• [Exercise description]: How many lines of the listing contain the word "belly"? Give only the number.

━━ Records shown

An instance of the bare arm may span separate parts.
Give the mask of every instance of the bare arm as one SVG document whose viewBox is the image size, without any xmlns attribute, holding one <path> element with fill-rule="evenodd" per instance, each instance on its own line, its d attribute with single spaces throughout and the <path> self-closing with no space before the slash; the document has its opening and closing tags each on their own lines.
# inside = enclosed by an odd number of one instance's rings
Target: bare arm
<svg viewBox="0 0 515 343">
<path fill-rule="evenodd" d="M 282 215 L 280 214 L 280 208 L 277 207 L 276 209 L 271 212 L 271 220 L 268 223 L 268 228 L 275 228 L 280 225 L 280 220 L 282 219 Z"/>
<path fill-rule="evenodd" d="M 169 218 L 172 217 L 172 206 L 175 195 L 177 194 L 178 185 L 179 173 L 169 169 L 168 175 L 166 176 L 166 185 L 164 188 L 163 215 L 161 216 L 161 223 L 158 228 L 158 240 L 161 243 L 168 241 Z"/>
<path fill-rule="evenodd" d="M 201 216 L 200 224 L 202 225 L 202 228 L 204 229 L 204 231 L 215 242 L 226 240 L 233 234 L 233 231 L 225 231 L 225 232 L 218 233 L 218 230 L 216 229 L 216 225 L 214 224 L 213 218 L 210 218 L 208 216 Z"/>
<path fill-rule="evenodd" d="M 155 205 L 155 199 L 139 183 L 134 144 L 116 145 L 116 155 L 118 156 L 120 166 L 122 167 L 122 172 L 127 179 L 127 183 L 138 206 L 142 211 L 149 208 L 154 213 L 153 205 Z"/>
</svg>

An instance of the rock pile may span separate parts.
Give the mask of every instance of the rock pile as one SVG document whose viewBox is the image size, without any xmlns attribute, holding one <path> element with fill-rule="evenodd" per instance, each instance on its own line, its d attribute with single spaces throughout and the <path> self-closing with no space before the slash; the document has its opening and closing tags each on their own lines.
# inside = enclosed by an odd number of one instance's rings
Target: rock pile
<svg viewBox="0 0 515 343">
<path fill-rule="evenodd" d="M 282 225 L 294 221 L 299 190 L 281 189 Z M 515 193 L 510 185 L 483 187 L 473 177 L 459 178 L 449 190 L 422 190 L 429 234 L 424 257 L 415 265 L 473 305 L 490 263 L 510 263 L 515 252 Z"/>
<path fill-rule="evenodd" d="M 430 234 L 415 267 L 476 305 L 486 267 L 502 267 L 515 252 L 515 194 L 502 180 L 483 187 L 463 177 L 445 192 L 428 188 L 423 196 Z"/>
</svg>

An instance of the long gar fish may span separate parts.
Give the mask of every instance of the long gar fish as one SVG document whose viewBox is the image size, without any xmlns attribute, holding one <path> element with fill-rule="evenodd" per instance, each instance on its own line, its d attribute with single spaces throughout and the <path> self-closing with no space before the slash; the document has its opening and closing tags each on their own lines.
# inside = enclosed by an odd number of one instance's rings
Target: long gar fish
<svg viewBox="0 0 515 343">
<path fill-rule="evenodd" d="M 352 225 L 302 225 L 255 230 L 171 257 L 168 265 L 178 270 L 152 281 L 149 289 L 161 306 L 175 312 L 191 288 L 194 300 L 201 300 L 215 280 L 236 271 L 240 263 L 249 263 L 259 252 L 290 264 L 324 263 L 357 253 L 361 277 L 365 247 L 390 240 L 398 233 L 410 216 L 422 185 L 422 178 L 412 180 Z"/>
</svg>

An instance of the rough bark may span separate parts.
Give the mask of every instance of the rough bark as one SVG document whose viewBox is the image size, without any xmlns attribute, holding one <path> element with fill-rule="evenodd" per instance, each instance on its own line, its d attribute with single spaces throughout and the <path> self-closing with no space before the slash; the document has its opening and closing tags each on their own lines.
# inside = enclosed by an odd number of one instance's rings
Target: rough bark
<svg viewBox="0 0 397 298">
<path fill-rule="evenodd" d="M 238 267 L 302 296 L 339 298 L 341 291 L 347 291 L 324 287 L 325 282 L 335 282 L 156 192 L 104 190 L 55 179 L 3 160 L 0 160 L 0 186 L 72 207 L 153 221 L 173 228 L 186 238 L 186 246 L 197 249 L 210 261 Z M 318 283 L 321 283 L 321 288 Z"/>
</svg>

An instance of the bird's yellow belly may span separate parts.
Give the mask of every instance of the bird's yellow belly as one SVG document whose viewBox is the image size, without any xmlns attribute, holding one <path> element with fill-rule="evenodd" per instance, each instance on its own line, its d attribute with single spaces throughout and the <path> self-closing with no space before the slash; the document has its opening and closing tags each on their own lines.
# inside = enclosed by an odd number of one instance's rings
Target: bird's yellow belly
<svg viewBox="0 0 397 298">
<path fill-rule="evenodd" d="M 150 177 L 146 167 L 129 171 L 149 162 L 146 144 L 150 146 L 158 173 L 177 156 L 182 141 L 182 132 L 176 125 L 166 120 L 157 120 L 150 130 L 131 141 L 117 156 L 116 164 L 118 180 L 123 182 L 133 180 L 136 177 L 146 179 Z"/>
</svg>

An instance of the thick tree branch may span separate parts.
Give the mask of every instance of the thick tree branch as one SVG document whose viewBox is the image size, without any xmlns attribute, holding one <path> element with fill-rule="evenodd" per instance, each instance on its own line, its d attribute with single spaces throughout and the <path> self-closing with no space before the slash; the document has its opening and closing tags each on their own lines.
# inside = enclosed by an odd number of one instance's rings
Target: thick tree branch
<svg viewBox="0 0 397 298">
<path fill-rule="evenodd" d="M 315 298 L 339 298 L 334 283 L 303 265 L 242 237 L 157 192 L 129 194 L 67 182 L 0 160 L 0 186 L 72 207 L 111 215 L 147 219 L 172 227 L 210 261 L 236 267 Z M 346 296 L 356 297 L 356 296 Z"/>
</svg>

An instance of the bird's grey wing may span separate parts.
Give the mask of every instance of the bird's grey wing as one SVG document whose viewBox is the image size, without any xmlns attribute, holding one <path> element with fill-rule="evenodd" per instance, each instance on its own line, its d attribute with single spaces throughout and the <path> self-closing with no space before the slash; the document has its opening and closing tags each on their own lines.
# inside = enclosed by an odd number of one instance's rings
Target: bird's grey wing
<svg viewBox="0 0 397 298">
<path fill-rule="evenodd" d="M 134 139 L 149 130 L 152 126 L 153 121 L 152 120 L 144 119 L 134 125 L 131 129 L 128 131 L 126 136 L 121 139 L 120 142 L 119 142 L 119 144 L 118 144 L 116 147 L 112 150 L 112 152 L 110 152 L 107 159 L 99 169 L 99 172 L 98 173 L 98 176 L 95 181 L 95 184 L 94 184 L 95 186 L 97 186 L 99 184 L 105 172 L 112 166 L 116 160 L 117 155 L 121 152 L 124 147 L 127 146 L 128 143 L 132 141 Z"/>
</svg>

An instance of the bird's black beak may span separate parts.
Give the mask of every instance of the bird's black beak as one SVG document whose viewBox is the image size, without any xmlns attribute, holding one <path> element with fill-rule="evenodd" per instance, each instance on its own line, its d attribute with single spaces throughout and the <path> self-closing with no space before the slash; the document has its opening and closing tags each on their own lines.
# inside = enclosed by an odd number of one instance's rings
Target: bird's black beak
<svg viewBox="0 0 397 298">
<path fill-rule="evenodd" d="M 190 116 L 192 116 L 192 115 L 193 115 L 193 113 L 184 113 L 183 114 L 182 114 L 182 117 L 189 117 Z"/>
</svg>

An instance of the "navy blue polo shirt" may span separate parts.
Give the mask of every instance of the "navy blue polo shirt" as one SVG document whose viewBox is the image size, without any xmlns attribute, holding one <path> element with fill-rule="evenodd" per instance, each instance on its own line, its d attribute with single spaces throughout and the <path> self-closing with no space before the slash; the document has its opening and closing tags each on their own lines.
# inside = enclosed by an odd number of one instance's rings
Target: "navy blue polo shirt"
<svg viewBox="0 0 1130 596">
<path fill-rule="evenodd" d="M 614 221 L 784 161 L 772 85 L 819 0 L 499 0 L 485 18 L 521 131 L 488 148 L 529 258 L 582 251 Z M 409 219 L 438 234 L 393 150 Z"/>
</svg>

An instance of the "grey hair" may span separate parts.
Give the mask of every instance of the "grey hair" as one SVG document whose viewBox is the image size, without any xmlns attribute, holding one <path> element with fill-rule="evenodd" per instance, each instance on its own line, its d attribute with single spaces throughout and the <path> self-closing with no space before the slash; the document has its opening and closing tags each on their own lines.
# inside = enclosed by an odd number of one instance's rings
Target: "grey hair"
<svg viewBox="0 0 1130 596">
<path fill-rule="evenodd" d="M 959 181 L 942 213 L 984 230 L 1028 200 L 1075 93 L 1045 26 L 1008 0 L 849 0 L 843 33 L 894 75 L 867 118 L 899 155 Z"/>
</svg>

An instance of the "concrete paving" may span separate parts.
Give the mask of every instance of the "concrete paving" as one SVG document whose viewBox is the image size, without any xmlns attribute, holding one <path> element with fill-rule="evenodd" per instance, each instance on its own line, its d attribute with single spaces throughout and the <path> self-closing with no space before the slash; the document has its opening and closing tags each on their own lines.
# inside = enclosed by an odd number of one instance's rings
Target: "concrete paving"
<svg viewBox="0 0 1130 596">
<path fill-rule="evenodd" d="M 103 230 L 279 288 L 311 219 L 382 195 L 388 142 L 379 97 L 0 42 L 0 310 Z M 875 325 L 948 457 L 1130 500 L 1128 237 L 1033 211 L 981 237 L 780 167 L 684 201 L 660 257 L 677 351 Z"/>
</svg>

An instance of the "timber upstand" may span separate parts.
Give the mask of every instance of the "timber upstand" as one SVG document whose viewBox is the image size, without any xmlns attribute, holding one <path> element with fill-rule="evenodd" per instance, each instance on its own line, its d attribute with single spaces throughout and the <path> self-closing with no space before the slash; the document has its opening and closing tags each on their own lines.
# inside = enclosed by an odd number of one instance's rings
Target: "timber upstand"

━━━━

• [Task output]: 3